__Set problem__: Please write the next part of the Guardian column on the oil-for-food inquiry, starting right after its last sentence, which ends "successive United States administrations." The lines that follow the column are separate from it.

━━━ Quoted passage

Fraud and corruption
Forget
the UN. The US occupation regime helped itself to $8.8 bn of mostly Iraqi money
in just 14 months
George Monbiot
Tuesday February 8, 2005
Guardian
The Republican senators who have devoted their careers
to mauling the United Nations are seldom accused of shyness. But they went
strangely quiet on Thursday. Henry Hyde became Henry Jekyll. Norm Coleman's
mustard turned to honey. Convinced that the UN is a conspiracy against the
sovereignty of the United States, they had been ready to launch the attack
which would have toppled the hated Kofi Annan and destroyed his organisation. A
report by Paul Volcker, the former chairman of the US federal reserve, was
meant to have proved that, as a result of corruption within the UN's oil-for-food
programme, Saddam Hussein was able to sustain his regime by diverting oil
revenues into his own hands. But Volcker came up with something else.
"The major source of external financial resources to the Iraqi
regime," he reported, "resulted from sanctions violations outside the
[oil-for-food] programme's framework." These violations consisted of
"illicit sales" of oil by the Iraqi regime to Turkey and Jordan. The
members of the UN security council, including the United States, knew about them
but did nothing. "United States law requires that assistance programmes to
countries in violation of UN sanctions be ended unless continuation is
determined to be in the national interest. Such determinations were provided by
successive United States administrations."

━━━━━━
━━━ Dataset extract

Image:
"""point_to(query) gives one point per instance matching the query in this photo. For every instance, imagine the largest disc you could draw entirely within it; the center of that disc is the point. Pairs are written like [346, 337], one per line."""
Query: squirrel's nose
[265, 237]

━━━━━━

__Answer to this problem__:
The government of the US, in other words, though it had been informed
about a smuggling operation which brought Saddam Hussein's regime some $4.6bn,
decided to let it continue. It did so because it deemed the smuggling to be in
its national interest, as it helped friendly countries (Turkey and Jordan)
evade the sanctions on Iraq. The biggest source of illegal funds to Saddam
Hussein was approved not by officials of the UN but by officials in the US.
Strange to relate, neither Mr Hyde nor Mr Coleman have yet been bellyaching
about it. But this isn't the half of it.
It is true that the UN's auditing should have been better. Some of the
oil-for-food money found its way into Saddam Hussein's hands. One of its
officials, with the help of a British diplomat, helped to ensure that a
contract went to a British firm, rather than a French one. The most serious
case involves an official called Benon Sevan, who is alleged to have channelled
Iraqi oil into a company he favoured, and who might have received $160,000 in return.
Kofi Annan, the UN secretary general, has taken disciplinary action against
both men, and promised to strip them of diplomatic immunity if they are
charged. There could scarcely be a starker contrast to the way the US has
handled the far graver allegations against its own officials.
Four days before Volcker reported his findings about Saddam Hussein, the
US inspector general for Iraq reconstruction published a report about the
Coalition Provisional Authority (CPA) - the US agency which governed Iraq between
April 2003 and June 2004. The inspector general's job is to make sure that the
money the authority spent was properly accounted for. It wasn't. In just 14
months, $8.8bn went absent without leave. This is more than Mobutu Sese Seko
managed to steal in 32 years of looting Zaire. It is 55,000 times as much as Mr
Sevan is alleged to have been paid.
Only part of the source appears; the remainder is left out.